- **SET TASKS**:
1: Decide whether each statement agrees with the Micron earnings preview, answering yes or no and quoting the words from the text that settle it: (a) Micron earns about 30% of its revenue from NAND. (b) Micron's stock has fallen 8% this month. (c) Weston Twigg expects DRAM prices to hit bottom in the November 2019 quarter.
2: Swap "memory prices" for "chip prices" in the Micron earnings preview from "Micron’s earnings depend" up to and including "US-China trade war.", and write that part out again.
3: According to the Micron earnings preview, roughly what share of Micron's revenue comes from DRAM?

- **READING PASSAGE**:
— begin —

Micron Technology (MU) stock is in the spotlight this week, as the company is set to release its fiscal 2019 fourth-quarter results on Thursday after markets close. The stock has rallied 8% this month as analysts have become optimistic on the stock.
Micron’s earnings depend heavily on memory prices, which are often difficult to predict. The company faces cycles of upturn and downturn, during which its earnings move drastically from windfall gains to losses. The company’s revenue rose almost 145% during the 2016–2018 memory market uptrend as DRAM (dynamic random access memory) prices rose from -35% in 2016 to +37% in 2018. After three years of an uptrend, Micron returned to a downtrend in the second half of 2018, driven by the US-China trade war.
The trade war slowed end-consumer demand just as memory chipmakers had increased their DRAM and NAND (negative AND) supply. After nine months of weak memory demand, analysts now foresee it increasing. TheStreet reports that higher demand is resulting in a faster-than-expected memory inventory drawdown at Micron and other memory chipmakers. Analysts believe memory prices will stabilize next year, and that the market will return to a cyclical uptrend again.
Five things to look for in Micron’s earnings release
Micron’s upcoming earnings release could shed some light on the state of the memory market. The five things investors should pay attention to are ASPs (average selling prices), inventory, revenue growth and outlook, capital spending, and FCF (free cash flow).
DRAM and NAND ASPs
Micron earns about 65% of its revenue from DRAM and 30% from NAND. Its revenue is a product of ASPs and volumes. ASPs are determined by product mix and prices. According to CNBC, Longbow analysts have noted that DRAM and NAND shipments are increasing sequentially thanks to growing demand from hyperscalers and smartphone makers. In fiscal 2019’s fourth quarter, Apple launched its iPhones, Advanced Micro Devices launched its 7nm CPUs (central processing units) and GPUs (graphics processing units), and Intel launched its notebook CPUs. These products have higher memory content, driving sequential demand.
On September 6, TheStreet reported Cowen analysts had noted that NAND ASP had risen by a low-single-digit percentage. And on September 10, TheStreet noted that KeyBanc analyst Weston Twigg believed DRAM price declines had slowed. He expects DRAM prices to hit the bottom in the November 2019 quarter and stabilize in 2020. In Micron’s earnings release, investors should look at its NAND and DRAM ASP growth and price outlook for the November quarter. If Micron’s outlook is higher than analysts’ expectations, the memory industry’s downturn may be coming to an end.

— end —

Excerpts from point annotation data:
— begin —

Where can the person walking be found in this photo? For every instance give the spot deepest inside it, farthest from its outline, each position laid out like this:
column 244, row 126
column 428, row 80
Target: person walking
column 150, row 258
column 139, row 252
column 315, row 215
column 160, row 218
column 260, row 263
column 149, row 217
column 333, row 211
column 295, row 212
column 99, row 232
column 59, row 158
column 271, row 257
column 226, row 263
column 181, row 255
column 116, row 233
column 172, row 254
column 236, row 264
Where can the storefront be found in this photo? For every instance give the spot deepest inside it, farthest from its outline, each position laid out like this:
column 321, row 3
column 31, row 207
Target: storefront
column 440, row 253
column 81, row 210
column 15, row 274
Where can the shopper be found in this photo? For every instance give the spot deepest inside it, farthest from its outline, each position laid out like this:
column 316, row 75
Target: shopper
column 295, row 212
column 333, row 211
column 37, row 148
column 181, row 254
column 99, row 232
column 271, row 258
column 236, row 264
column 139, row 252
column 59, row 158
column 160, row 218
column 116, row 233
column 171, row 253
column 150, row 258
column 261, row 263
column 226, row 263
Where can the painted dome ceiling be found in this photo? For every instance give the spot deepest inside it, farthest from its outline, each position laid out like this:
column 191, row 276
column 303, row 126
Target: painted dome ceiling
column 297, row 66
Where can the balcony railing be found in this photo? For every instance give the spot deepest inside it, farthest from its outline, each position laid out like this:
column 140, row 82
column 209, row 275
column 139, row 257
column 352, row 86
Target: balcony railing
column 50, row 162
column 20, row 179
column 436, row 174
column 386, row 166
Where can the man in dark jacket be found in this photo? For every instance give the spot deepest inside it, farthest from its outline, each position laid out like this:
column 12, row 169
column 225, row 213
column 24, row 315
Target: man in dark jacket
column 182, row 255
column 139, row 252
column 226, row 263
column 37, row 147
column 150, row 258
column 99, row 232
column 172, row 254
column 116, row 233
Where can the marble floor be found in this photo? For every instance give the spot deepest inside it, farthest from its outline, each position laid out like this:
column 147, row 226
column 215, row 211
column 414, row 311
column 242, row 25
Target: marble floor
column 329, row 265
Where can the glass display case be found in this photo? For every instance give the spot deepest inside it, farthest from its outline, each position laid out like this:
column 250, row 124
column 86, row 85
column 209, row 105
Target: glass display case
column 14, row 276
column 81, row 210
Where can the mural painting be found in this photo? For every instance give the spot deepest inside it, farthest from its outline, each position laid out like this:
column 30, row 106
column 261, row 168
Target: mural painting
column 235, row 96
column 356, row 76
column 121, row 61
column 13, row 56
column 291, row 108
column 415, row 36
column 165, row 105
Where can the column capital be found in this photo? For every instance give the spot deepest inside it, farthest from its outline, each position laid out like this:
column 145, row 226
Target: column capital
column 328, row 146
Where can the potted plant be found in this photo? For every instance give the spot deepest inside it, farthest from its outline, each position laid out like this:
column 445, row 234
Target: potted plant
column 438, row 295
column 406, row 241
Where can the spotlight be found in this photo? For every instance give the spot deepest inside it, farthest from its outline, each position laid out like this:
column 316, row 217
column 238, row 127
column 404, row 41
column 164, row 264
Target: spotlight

— end —

- **RESPONSES BY TASK**:
1:
(a) Yes: "Micron earns about 65% of its revenue from DRAM and 30% from NAND."
(b) No: "The stock has rallied 8% this month as analysts have become optimistic on the stock."
(c) Yes: "He expects DRAM prices to hit the bottom in the November 2019 quarter and stabilize in 2020."

2:
Micron’s earnings depend heavily on chip prices, which are often difficult to predict. The company faces cycles of upturn and downturn, during which its earnings move drastically from windfall gains to losses. The company’s revenue rose almost 145% during the 2016–2018 memory market uptrend as DRAM (dynamic random access memory) prices rose from -35% in 2016 to +37% in 2018. After three years of an uptrend, Micron returned to a downtrend in the second half of 2018, driven by the US-China trade war.

3: About 65%.